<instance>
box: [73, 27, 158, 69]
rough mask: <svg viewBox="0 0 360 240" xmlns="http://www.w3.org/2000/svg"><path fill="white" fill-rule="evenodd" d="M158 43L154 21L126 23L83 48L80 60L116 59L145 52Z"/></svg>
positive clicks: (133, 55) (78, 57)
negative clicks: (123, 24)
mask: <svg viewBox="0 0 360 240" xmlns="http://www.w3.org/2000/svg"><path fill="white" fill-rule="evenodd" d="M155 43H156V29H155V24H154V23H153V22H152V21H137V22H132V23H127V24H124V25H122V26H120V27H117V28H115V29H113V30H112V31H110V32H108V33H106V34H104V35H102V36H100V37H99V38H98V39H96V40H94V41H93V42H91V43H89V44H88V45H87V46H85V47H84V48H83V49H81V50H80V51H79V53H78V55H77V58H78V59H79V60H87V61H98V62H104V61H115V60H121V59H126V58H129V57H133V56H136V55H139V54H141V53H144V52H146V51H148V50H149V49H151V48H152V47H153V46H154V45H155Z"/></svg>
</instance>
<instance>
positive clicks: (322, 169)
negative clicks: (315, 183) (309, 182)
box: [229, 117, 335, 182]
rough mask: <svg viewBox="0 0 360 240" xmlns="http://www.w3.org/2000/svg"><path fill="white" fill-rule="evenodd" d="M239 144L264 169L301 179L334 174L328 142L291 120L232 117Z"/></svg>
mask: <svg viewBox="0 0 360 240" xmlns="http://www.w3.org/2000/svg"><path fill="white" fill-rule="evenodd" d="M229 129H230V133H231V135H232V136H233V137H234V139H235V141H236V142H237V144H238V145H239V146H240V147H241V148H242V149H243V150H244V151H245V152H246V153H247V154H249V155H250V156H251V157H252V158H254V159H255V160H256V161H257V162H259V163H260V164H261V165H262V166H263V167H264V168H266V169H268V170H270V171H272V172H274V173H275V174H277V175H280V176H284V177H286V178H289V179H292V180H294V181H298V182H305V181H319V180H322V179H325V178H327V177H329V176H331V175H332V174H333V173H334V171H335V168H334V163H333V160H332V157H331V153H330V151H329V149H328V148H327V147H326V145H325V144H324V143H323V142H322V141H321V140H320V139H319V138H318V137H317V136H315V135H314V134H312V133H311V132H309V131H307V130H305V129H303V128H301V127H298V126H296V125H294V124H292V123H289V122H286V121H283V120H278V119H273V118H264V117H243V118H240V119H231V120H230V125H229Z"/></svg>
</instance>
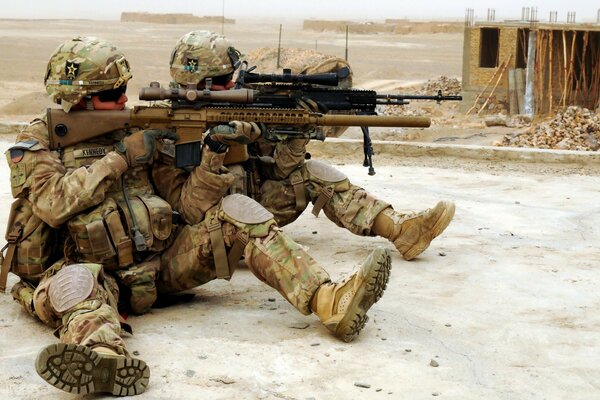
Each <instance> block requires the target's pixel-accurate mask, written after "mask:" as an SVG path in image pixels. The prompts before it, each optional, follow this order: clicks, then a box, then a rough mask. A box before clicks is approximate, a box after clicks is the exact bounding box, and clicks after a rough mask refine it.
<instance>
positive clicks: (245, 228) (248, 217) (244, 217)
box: [220, 193, 274, 236]
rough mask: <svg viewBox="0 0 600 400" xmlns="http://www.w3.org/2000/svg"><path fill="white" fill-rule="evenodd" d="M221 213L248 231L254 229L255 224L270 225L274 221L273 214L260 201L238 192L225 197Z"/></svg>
mask: <svg viewBox="0 0 600 400" xmlns="http://www.w3.org/2000/svg"><path fill="white" fill-rule="evenodd" d="M220 214H221V216H222V218H223V220H225V221H227V222H229V223H232V224H233V225H235V226H236V227H238V228H240V229H242V230H248V231H251V230H253V229H252V228H253V226H260V225H265V224H268V225H269V226H270V225H272V223H273V222H274V221H273V214H271V213H270V212H269V211H268V210H267V209H266V208H264V207H263V206H262V205H261V204H260V203H259V202H257V201H256V200H253V199H251V198H250V197H247V196H243V195H241V194H238V193H236V194H230V195H229V196H225V197H224V198H223V202H222V203H221V213H220ZM249 233H251V232H249ZM251 236H252V235H251Z"/></svg>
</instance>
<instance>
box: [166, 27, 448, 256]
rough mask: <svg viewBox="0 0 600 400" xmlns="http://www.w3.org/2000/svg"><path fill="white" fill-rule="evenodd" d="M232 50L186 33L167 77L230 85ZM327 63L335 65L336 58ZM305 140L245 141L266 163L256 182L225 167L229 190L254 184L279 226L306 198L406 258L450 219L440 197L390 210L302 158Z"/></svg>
mask: <svg viewBox="0 0 600 400" xmlns="http://www.w3.org/2000/svg"><path fill="white" fill-rule="evenodd" d="M236 53H237V50H235V49H234V48H233V47H232V46H231V45H230V44H229V42H228V41H227V39H226V38H225V37H223V36H221V35H218V34H216V33H213V32H209V31H193V32H190V33H188V34H186V35H184V36H183V37H181V38H180V39H179V41H178V42H177V44H176V45H175V48H174V49H173V52H172V55H171V61H170V67H171V69H170V70H171V77H172V78H173V80H174V81H175V82H176V83H177V84H179V85H180V86H182V87H190V85H191V86H193V87H196V86H197V87H198V88H204V87H205V86H206V79H207V78H210V79H211V86H210V88H211V89H212V90H225V89H230V88H232V87H233V82H232V77H233V73H234V68H233V67H232V66H231V63H229V62H228V61H229V57H230V55H231V54H236ZM327 65H330V66H331V67H333V68H337V67H339V63H328V64H327ZM313 72H328V71H324V70H318V71H313ZM300 106H302V107H307V106H309V105H308V104H307V103H303V104H302V105H300ZM307 143H308V139H288V140H286V141H283V142H279V143H276V144H274V143H272V142H267V141H266V140H259V141H257V142H256V143H254V144H253V145H251V146H252V147H253V149H252V150H253V151H254V153H255V154H256V155H257V156H268V157H269V158H270V159H271V160H272V163H271V164H261V163H259V164H258V166H257V167H258V168H257V169H258V170H259V179H258V180H259V183H258V185H256V184H255V182H250V183H247V182H245V181H244V180H245V179H246V177H247V176H248V174H247V173H246V171H244V168H243V167H241V166H228V167H229V168H230V169H231V170H232V171H233V172H234V173H235V172H236V171H237V174H236V177H237V182H236V183H235V184H234V185H233V190H234V191H237V192H241V193H245V191H247V190H246V188H248V187H252V186H259V188H260V189H259V190H257V191H256V193H245V194H249V195H251V196H252V197H253V198H255V199H256V200H257V201H258V202H259V203H260V204H261V205H263V206H264V207H265V208H266V209H267V210H269V211H270V212H271V213H272V214H273V215H274V216H275V220H276V221H277V223H278V225H279V226H285V225H287V224H289V223H291V222H293V221H294V220H296V219H297V218H298V217H299V216H300V214H301V213H302V212H303V211H304V210H305V209H306V207H307V205H308V202H309V201H310V202H311V203H313V204H314V207H313V213H314V214H315V215H316V216H318V215H319V212H320V211H321V209H322V210H323V211H324V212H325V215H326V216H327V217H328V218H329V219H330V220H331V221H333V222H334V223H335V224H336V225H338V226H340V227H343V228H346V229H347V230H349V231H350V232H352V233H354V234H357V235H361V236H382V237H384V238H387V239H389V240H390V241H391V242H392V243H393V244H394V246H395V247H396V249H397V250H398V251H399V252H400V254H401V255H402V257H404V259H406V260H412V259H414V258H415V257H417V256H418V255H419V254H421V253H422V252H423V251H424V250H425V249H426V248H427V247H428V246H429V244H430V242H431V241H432V240H433V239H434V238H435V237H437V236H438V235H440V234H441V233H442V232H443V231H444V229H446V227H447V226H448V224H449V223H450V221H451V220H452V218H453V216H454V210H455V207H454V203H452V202H450V201H440V202H439V203H438V204H437V205H436V206H435V207H433V208H432V209H427V210H425V211H422V212H410V213H399V212H396V211H395V210H394V209H393V208H392V206H391V205H390V204H389V203H387V202H385V201H382V200H380V199H377V198H376V197H375V196H373V195H371V194H370V193H368V192H367V191H366V190H364V189H363V188H361V187H358V186H356V185H354V184H352V183H351V182H350V181H349V180H348V177H347V176H346V175H345V174H344V173H342V172H341V171H338V170H336V169H335V168H333V167H332V166H331V165H329V164H328V163H326V162H324V161H319V160H309V161H305V155H306V144H307ZM263 159H264V157H263ZM240 181H241V182H240Z"/></svg>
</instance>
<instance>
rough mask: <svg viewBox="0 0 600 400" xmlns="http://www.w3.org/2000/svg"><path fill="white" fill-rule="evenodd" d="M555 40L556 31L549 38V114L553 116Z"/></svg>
mask: <svg viewBox="0 0 600 400" xmlns="http://www.w3.org/2000/svg"><path fill="white" fill-rule="evenodd" d="M553 38H554V31H553V30H550V37H549V38H548V49H549V54H548V69H549V71H548V93H550V97H549V99H548V101H549V102H550V104H549V105H548V114H552V108H553V107H554V88H553V87H552V48H553V47H554V44H553V43H552V39H553Z"/></svg>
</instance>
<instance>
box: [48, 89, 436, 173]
mask: <svg viewBox="0 0 600 400" xmlns="http://www.w3.org/2000/svg"><path fill="white" fill-rule="evenodd" d="M259 96H260V92H258V91H256V90H252V89H234V90H228V91H210V90H197V89H163V88H161V87H160V85H159V84H158V83H157V82H153V83H152V84H151V86H150V87H147V88H142V89H141V90H140V96H139V98H140V99H141V100H161V99H170V100H171V101H172V103H171V106H170V107H166V106H165V107H159V106H135V107H133V108H132V109H125V110H122V111H74V112H71V113H65V112H64V111H63V110H61V109H55V108H51V109H48V111H47V117H48V119H47V120H48V133H49V139H50V148H51V149H52V150H60V149H61V148H64V147H67V146H71V145H74V144H77V143H80V142H84V141H87V140H90V139H93V138H95V137H98V136H101V135H103V134H105V133H107V132H111V131H114V130H118V129H123V130H125V131H129V130H130V129H132V128H139V129H163V130H171V131H174V132H175V133H177V135H178V136H179V139H178V140H177V142H176V143H175V145H176V146H175V150H176V154H175V164H176V166H177V167H180V168H189V167H193V166H195V165H199V163H200V156H201V146H202V137H203V133H204V132H205V131H206V130H207V129H209V128H211V127H213V126H216V125H219V124H227V123H229V122H230V121H246V122H256V123H260V124H264V126H265V128H266V129H264V132H263V138H265V139H266V140H270V141H280V140H284V139H286V138H289V137H302V138H310V139H317V140H324V139H325V138H324V137H323V135H322V133H321V131H320V130H319V129H317V128H318V127H324V126H380V127H428V126H430V124H431V120H430V119H429V118H427V117H402V116H377V115H336V114H323V113H318V112H312V111H309V110H306V109H299V108H297V107H295V106H294V107H292V108H289V107H278V106H276V105H274V104H272V103H264V102H263V101H262V100H261V101H258V100H259V99H260V97H259ZM235 147H239V149H234V148H235ZM227 157H228V158H226V160H225V162H226V164H233V163H238V162H242V161H245V160H247V159H248V158H249V155H248V153H247V149H246V146H231V147H230V150H229V152H228V154H227Z"/></svg>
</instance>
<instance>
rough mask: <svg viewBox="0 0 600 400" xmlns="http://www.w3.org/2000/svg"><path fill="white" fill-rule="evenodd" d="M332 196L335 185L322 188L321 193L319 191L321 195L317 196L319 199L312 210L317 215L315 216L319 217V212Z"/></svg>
mask: <svg viewBox="0 0 600 400" xmlns="http://www.w3.org/2000/svg"><path fill="white" fill-rule="evenodd" d="M332 197H333V187H323V188H322V189H321V193H319V197H317V201H315V205H314V207H313V210H312V213H313V214H314V215H315V217H319V213H320V212H321V210H322V209H323V207H325V204H327V202H328V201H329V200H330V199H331V198H332Z"/></svg>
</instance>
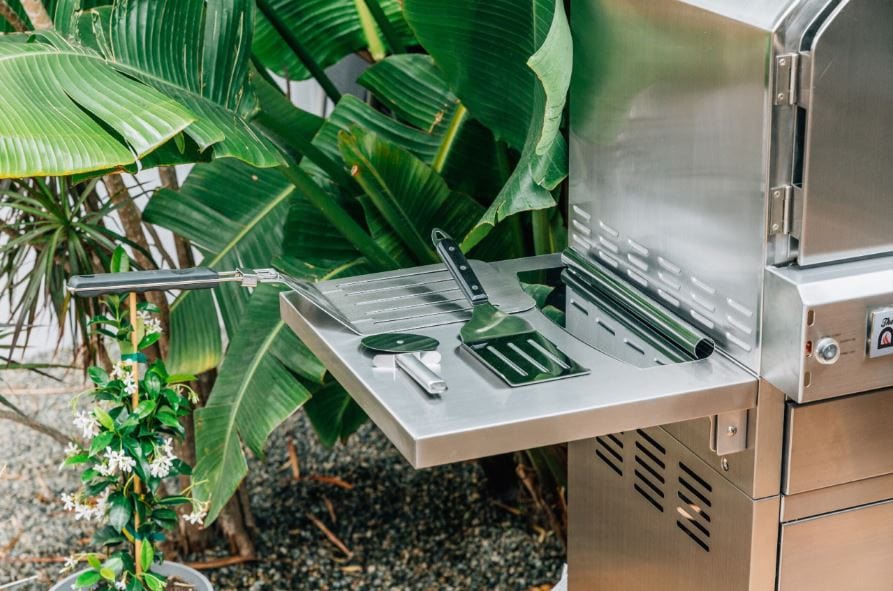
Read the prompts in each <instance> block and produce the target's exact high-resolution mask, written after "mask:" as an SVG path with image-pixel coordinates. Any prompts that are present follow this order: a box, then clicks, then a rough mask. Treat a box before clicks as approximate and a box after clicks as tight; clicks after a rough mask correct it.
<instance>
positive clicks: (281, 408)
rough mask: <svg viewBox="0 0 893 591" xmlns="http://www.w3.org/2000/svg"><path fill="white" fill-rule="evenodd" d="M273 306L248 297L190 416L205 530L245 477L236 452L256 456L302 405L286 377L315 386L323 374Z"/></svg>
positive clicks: (273, 306) (298, 398) (241, 457)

-*-

• **What this task involves**
Gather up every line from the listing above in which the word "pixel" occurs.

• **Written response**
Each <instance> block requires the target's pixel-accurate mask, written after "mask:" as an SVG path in image pixels. The prompts before it, each optional, follow this order: clicks, then a box, then a rough mask. A box before clicks is approximate, a box after clicks is the exact bounding box, and clicks after a rough mask refine it.
Read the prompts in each <instance> block and produce the target's exact high-resolution mask, written after "mask:" as an SVG path with image-pixel coordinates. Any prompts that are present follow this order: a box, then clicks, then a rough mask. Treat a box before clicks as approximate and a box after clicks as tight; clicks after a rough mask correct it.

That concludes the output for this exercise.